Kepada Temanku yang Sering Curhat: Maaf Aku Sudah Bodo Amat!

curhat

curhat

Sebetulnya banyak dari kamu pun pasti memiliki seorang teman yang demikian. Biasanya mereka tuh curhat ke kita cuma buat mencurahkan saja. Pun kalau dia meminta tanggapan kita ya didengar sih tapi dilakuin nggak.

Seorang manusia dalam kehidupan sosial selalu menempati posisi di mana Ia harus mampu berinteraksi dengan orang lain. Pola interaksi yang intens pun dapat menumbuhkan suatu relasi yang lebih dari lawan bicara, yang kemudian kita menyebutnya dengan istilah teman.

Setiap orang di dunia ini pastilah memiliki satu atau bahkan lebih teman. Nah mereka-mereka itu yang biasa kita jadikan sebai tempat untuk mengobrol, berbagi kisah, dan juga mencurahkan isi hati.

Sebagai seorang mas-mas biasa yang hari-harinya diisi dengan pekerjaan kantoran, aku memiliki pengalaman yang cukup menyebalkan tentang seorang teman yang sering berbagi kisah percintaannya, namun ogah mendengarkan argumen atau saran dari saya.

───

[Ketentuan Tugas]: Bagaimana isi kutipan tentang teman yang sering curhat di atas jika diringkas dalam dua kalimat?

───

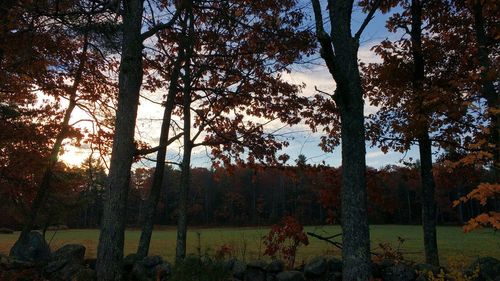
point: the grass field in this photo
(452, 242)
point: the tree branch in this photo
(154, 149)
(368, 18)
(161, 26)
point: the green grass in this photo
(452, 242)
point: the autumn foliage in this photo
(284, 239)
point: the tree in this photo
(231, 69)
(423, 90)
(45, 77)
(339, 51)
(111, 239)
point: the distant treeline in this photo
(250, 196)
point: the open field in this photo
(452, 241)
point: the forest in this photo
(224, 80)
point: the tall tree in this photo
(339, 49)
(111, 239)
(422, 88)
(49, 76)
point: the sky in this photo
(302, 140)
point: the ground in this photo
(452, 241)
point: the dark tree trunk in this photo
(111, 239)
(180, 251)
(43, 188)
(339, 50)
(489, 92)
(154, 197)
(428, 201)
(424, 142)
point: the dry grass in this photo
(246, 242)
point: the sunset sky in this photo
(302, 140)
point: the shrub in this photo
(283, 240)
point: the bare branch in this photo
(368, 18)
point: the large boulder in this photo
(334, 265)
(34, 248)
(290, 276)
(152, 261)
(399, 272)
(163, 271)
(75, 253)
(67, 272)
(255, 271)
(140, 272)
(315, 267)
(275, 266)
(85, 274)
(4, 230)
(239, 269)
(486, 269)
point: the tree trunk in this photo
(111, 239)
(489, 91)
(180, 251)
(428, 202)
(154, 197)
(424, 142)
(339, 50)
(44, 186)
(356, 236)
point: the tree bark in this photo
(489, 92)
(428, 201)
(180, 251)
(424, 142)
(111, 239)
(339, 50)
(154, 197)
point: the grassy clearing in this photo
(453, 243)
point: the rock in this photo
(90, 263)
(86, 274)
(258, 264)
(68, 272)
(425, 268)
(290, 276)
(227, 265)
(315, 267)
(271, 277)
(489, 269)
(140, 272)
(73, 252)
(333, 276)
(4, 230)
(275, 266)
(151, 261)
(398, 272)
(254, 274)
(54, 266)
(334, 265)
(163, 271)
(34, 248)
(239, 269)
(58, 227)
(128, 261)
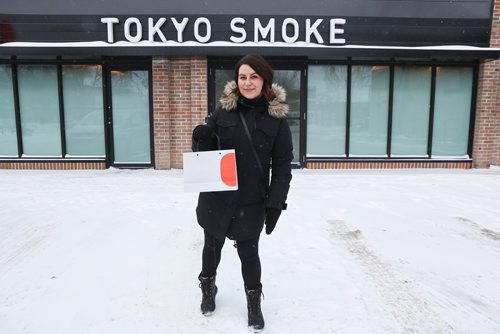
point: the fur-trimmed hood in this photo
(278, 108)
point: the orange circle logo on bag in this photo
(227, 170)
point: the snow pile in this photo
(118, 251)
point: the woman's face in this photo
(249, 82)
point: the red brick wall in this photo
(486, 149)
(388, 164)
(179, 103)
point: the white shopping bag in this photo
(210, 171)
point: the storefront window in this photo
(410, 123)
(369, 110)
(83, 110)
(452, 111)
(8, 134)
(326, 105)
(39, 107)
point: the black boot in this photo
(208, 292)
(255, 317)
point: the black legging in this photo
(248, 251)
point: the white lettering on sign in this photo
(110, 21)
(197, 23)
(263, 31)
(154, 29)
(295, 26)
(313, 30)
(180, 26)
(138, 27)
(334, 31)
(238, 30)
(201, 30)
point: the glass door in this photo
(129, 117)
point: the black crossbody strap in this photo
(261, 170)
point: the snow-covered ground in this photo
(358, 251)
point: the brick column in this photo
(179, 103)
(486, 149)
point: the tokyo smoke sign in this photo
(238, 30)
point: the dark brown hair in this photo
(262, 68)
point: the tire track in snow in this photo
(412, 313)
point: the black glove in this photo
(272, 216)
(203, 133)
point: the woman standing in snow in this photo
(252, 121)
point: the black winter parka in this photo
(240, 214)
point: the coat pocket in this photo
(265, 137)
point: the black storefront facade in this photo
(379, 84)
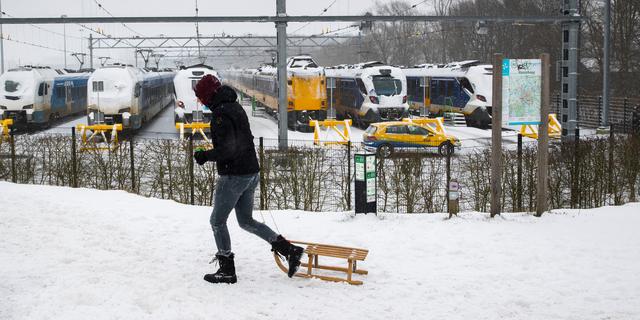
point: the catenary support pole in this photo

───

[Penyelesaian]: Setiap orang memiliki teman untuk mengobrol, berbagi kisah, dan mencurahkan isi hati, tetapi ada teman yang curhat hanya untuk mencurahkan perasaan dan tidak melakukan tanggapan yang diberikan. Penulis, seorang pekerja kantoran, punya pengalaman menyebalkan dengan teman yang sering berbagi kisah percintaannya, tetapi enggan mendengarkan argumen atau sarannya.